## [Problem to solve]
Produce the full set of records below once more, exactly as they stand.

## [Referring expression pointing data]

BEGIN

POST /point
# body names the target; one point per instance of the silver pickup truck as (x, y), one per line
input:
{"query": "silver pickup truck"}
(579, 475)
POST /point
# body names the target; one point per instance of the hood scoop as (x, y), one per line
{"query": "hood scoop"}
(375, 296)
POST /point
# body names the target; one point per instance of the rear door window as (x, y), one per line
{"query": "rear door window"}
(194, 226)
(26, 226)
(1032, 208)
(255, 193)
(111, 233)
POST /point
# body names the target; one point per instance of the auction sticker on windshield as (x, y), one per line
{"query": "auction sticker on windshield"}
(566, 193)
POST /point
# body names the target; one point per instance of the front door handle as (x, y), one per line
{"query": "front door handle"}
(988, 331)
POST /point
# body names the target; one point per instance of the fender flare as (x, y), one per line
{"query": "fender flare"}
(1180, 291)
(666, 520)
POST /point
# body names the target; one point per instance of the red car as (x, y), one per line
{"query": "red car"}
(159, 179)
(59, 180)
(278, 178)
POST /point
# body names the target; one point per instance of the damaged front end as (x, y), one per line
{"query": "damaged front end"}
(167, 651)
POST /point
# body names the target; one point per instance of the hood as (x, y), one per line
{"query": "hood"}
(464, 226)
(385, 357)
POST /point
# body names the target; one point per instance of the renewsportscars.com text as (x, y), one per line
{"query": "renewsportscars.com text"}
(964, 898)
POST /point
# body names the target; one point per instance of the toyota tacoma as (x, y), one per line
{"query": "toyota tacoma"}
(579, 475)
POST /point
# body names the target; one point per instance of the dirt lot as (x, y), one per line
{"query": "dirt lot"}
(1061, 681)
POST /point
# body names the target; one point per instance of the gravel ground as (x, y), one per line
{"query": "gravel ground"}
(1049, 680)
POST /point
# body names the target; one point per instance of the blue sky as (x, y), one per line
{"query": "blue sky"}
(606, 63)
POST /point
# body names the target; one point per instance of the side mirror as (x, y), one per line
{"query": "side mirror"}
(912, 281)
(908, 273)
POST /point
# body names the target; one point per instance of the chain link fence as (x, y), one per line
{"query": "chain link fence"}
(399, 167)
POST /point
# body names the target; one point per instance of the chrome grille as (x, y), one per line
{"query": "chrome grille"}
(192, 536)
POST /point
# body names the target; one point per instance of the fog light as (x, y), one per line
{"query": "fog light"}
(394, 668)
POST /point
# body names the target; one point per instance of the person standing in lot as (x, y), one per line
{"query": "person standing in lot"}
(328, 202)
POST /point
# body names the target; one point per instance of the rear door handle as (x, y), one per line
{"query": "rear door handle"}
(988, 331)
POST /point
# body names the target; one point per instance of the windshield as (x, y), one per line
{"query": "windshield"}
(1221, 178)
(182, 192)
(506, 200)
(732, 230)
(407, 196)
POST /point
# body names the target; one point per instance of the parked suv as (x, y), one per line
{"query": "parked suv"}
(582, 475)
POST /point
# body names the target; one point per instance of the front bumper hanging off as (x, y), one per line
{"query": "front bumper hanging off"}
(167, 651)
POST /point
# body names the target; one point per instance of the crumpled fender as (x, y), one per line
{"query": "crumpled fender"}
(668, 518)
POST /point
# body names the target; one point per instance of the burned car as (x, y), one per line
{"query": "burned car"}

END

## [Task response]
POST /point
# body names the target; one point per instance of the silver pickup truck as (x, y), one per line
input:
{"query": "silver pickup truck"}
(579, 475)
POST /point
# body names the target; one point per instance of the hood scoop as (x, y), one per line
{"query": "hood scoop"}
(375, 296)
POST /point
# body names the target; one point per instance of the rear door window as (x, y), one per line
{"query": "rear door window"}
(194, 226)
(26, 226)
(1032, 208)
(255, 193)
(111, 233)
POST /point
# body names the target; one point per instance of the auction sticker on windshield as (x, y), one per line
{"query": "auction sticker on windshield"}
(566, 193)
POST /point
# body names the target; one point per instance of the front door handle as (x, y), one per line
{"query": "front door handle"}
(988, 331)
POST /point
# body names the target; one point per instance of the fender flare as (x, y), one per line
{"query": "fender flare"}
(1180, 291)
(666, 520)
POST /point
# body names the target; one point per instance of the red car as (x, y), one per line
{"query": "red car"}
(159, 179)
(59, 180)
(278, 178)
POST /point
# body names the target; one point per instance of the damaged front end as (x, y), one per line
{"query": "damaged front end"}
(167, 651)
POST /point
# body names the target; one point per instance of the hood as (x, y), one per line
{"query": "hood"}
(464, 226)
(385, 357)
POST /point
# body names the target; one point per instance of the renewsportscars.com text as (x, y), one per line
{"query": "renewsportscars.com text"}
(964, 898)
POST /point
# body names the target; one point per instance of the toyota tacoma as (x, y), one per line
{"query": "toyota tacoma"}
(579, 475)
POST /point
# body names the target; one point per instance of the dirt lot as (x, y), one per line
{"query": "dirt lot"}
(1061, 681)
POST /point
# body names the target; one point per instance of the gravel ground as (x, y), one per line
{"query": "gravel ground"}
(1049, 680)
POST /point
# body names the target; one point per instance of the blue sky as (x, y), one per line
{"query": "blue sky"}
(606, 63)
POST /point
# body names the target; one point per instance of the side mirror as (x, y), one per line
{"query": "side mirror"}
(912, 281)
(908, 273)
POST /point
# body names the target; one point per instance of the chain link fence as (x, y), one per line
{"query": "chain link fence"}
(399, 167)
POST /point
# body names the target; one point per instance of the chrome grille as (x, y), one per line
{"query": "chrome grille"}
(192, 536)
POST /point
# body names the target; one point per instance of the fog light as (x, y), one per line
{"query": "fog light"}
(394, 668)
POST /point
# body names the target; one point per instance of the person standing in lot as (x, y), one per line
{"query": "person standing in lot"}
(328, 202)
POST /point
# body names the target; one point per instance of the rear door handle as (x, y), one per line
{"query": "rear door handle"}
(988, 331)
POST /point
# body names the target; one point per instance of the windshield as (x, y), one per line
{"query": "windshield"}
(1221, 178)
(182, 192)
(506, 200)
(732, 230)
(407, 196)
POST /point
# body names the target; one point per instance of the parked suv as (x, y), one per line
{"query": "parked suv"}
(582, 475)
POST /point
# body names the target; one point per instance of the front bumper hanging off as (x, y), one per line
{"query": "front bumper hanging off"}
(167, 651)
POST /point
# body names the target; one point per instance of the crumpled fender as (x, y), one per line
{"query": "crumpled fender"}
(668, 518)
POST /point
# body names the target; one point per instance of the burned car as (x, y), one per line
{"query": "burned car"}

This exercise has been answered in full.